## WHAT IS BEING ASKED
State how many lines of the material below contain the string "cabin", matching case exactly, and give only the number.

[Segmentation dataset records]
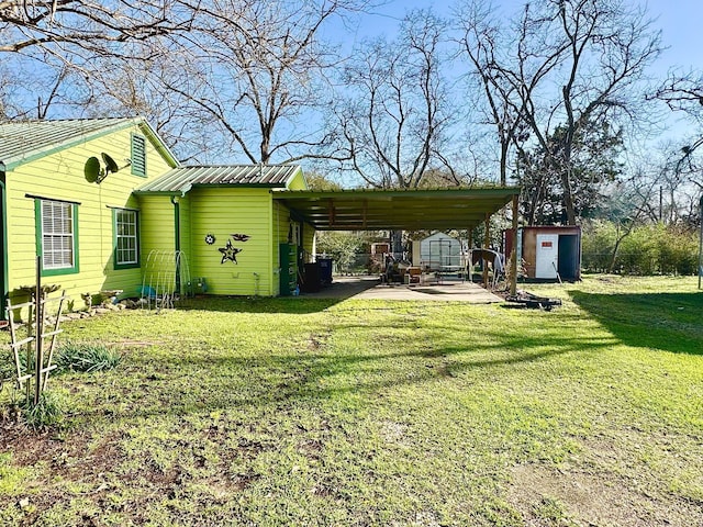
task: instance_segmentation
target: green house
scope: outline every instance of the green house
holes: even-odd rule
[[[281,244],[314,232],[272,195],[305,188],[297,166],[183,167],[141,117],[0,123],[0,291],[26,296],[38,258],[77,306],[164,280],[278,295]]]

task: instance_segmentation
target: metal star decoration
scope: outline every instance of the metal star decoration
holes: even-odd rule
[[[242,253],[242,249],[237,249],[236,247],[232,246],[232,240],[231,239],[227,239],[227,245],[225,245],[224,247],[217,248],[217,250],[220,253],[222,253],[222,260],[220,260],[220,264],[224,264],[227,260],[233,261],[234,264],[236,264],[237,262],[237,253]]]

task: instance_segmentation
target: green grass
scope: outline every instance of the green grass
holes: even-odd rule
[[[563,306],[215,299],[68,323],[122,361],[51,381],[60,429],[0,436],[0,524],[702,524],[694,279],[525,289]]]

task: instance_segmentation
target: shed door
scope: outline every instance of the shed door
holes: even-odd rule
[[[557,278],[559,265],[559,235],[538,234],[535,258],[535,278]]]

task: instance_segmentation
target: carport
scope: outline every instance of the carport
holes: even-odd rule
[[[490,243],[492,214],[512,202],[513,229],[517,232],[517,187],[436,190],[283,190],[272,191],[291,215],[315,231],[448,231],[471,232],[486,224]],[[513,245],[515,247],[516,245]],[[516,290],[516,260],[512,260],[511,294]]]

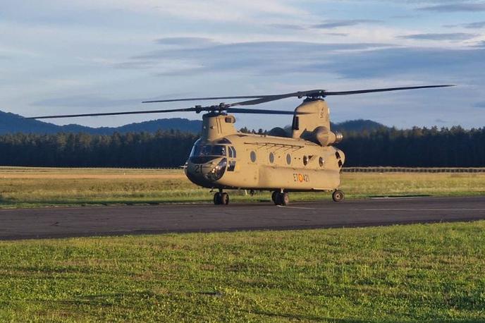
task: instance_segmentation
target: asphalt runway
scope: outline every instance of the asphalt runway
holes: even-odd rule
[[[485,219],[485,196],[0,209],[0,239],[369,226]]]

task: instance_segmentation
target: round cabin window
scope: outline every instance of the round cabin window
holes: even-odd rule
[[[251,154],[250,154],[250,157],[251,157],[251,162],[256,162],[256,153],[254,152],[251,152]]]

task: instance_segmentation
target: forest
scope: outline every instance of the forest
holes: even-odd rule
[[[177,167],[185,163],[197,138],[178,130],[6,134],[0,135],[0,165]],[[345,153],[346,166],[485,166],[485,128],[382,128],[348,132],[338,147]]]

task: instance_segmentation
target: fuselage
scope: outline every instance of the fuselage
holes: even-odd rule
[[[185,173],[209,188],[327,191],[340,185],[343,152],[303,139],[236,133],[200,139]]]

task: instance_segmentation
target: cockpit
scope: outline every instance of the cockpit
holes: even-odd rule
[[[194,164],[205,164],[217,157],[225,157],[226,150],[226,146],[223,145],[195,145],[192,148],[189,160]]]

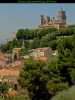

## TASK OUTPUT
2